Arbeitsauftrag:
Wie lässt sich der Bericht über die Fahrt über die Grenze in drei Sätzen zusammenfassen?

Textauszug:
Meine Fahrt war sehr abenteuerlich. Ich bin ziemlich unbedarft an die Grenze gekommen, habe mich dort erst mal umgesehen und erkundigt und fand andere, die den gleichen Weg vorhatten, von Hötensleben nach Schöningen. Das war im Harz, irgendwo bei Helmstedt. Zwischen den beiden Dörfern war ein kleiner Fluss. Wenn man den Fluss überwunden hatte, war man auf der anderen Seite. Zu der Zeit gab es noch keinen Zaun. Es war eher ein Bach, durch den man musste, etwa 5 Meter breit. Jeden Tag gingen da Gruppen durch. Einer führte unsere Gruppe am helllichten Tag. Zu der Zeit ging man noch ziemlich unbedarft rüber. Kurz bevor wir an der Grenze ankamen, wurden wir von Russen geschnappt. Die brachten uns zurück und sperrten uns den Tag über ein. Da mussten wir Küchendienst machen. Ich musste Bohnen putzen. Am Abend kriegten wir eine Verwarnung und sollten zusehen, dass wir nach Hause kamen. Das wollte natürlich keiner, also haben wir uns wieder in kleineren Gruppen zusammengefunden und sind diesmal im Dunkeln los. Wir sind durch den Fluss gewatet. Ich war todmüde. Man ging ja noch nicht in Hosen. Ich hatte so ein kleines Kostüm an und habe meinen Koffer hinter mir hergezogen. Alles war sehr nass. Wir kamen auf ein Feld und sind einfach weitergelaufen bis uns ein Wagen entgegen kam. Das waren westdeutsche Grenzpolizisten. Die haben uns mitgenommen und gaben uns etwas zu trinken und sie meinten, wir sollten einen Lastwagen anhalten. Es würden dort Fernfahrer unterwegs sein. Wir hielten einen Lastwagen an, der lud die Leute hinten drauf, ich sollte mit vorne sitzen. Der Fahrer wurde dann später sehr "freundlich", so dass ich mich lieber mit nach hinten setzte.Elke Roßberg (13, links) mit Schwester Birgit und Mutter Antonie, Weihnachten 1946

In Bremen wurde ich auf dem Marktplatz abgesetzt und dann habe ich mich durchgefragt, bis ich zum jüngsten Bruder meiner Mutter, Onkel Hansi und seiner Frau Annegret kam. Die beiden hatten eine Tochter, die etwa 4 Jahre alt war. Ich blieb dann ein paar Tage und wollte eigentlich per Anhalter weiter. Ich hatte nicht mehr so viel Geld, weil ich einiges für die Lastwagenfahrt losgeworden war. Aber sie bestanden darauf, dass ich mit dem Zug weiter nach Hamburg fuhr zu meiner Patentante, Tante Inge. Von dort bin ich mit dem Zug nach Sylt gefahren.

Ausgangsdaten:
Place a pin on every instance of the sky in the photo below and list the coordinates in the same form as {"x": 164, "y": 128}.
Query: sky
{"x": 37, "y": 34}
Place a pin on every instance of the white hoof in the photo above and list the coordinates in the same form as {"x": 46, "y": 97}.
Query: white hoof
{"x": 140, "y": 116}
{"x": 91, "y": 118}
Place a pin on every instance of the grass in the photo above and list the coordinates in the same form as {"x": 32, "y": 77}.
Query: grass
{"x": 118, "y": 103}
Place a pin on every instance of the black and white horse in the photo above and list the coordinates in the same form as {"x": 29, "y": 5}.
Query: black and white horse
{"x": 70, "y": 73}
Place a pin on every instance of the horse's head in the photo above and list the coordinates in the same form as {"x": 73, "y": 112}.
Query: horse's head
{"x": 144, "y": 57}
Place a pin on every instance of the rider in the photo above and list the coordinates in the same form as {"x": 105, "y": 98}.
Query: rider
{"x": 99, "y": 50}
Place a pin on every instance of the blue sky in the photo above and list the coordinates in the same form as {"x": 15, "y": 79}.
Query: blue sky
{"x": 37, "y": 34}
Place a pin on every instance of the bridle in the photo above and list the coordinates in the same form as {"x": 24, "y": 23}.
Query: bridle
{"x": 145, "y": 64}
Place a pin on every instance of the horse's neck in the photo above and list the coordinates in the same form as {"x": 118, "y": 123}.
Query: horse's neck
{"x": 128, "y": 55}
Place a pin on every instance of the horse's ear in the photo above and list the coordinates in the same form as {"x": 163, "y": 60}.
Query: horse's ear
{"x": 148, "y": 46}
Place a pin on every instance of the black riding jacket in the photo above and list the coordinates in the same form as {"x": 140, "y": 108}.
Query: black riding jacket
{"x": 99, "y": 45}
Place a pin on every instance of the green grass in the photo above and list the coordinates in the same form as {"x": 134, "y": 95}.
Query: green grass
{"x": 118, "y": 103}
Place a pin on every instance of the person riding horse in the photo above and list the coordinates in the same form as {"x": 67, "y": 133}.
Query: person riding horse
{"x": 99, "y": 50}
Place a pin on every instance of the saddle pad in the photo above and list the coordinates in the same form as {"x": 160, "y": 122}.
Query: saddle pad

Ergebnis:
Auf dem Weg von Hötensleben nach Schöningen wird die Gruppe kurz vor der Grenze von Russen geschnappt, muss den Tag über eingesperrt Küchendienst machen und erhält am Abend eine Verwarnung. Im Dunkeln waten sie in kleineren Gruppen durch den Fluss, werden von westdeutschen Grenzpolizisten mitgenommen und fahren auf einem angehaltenen Lastwagen weiter. Nach einigen Tagen in Bremen bei Onkel Hansi und seiner Frau Annegret geht es mit dem Zug zu Tante Inge nach Hamburg und von dort nach Sylt.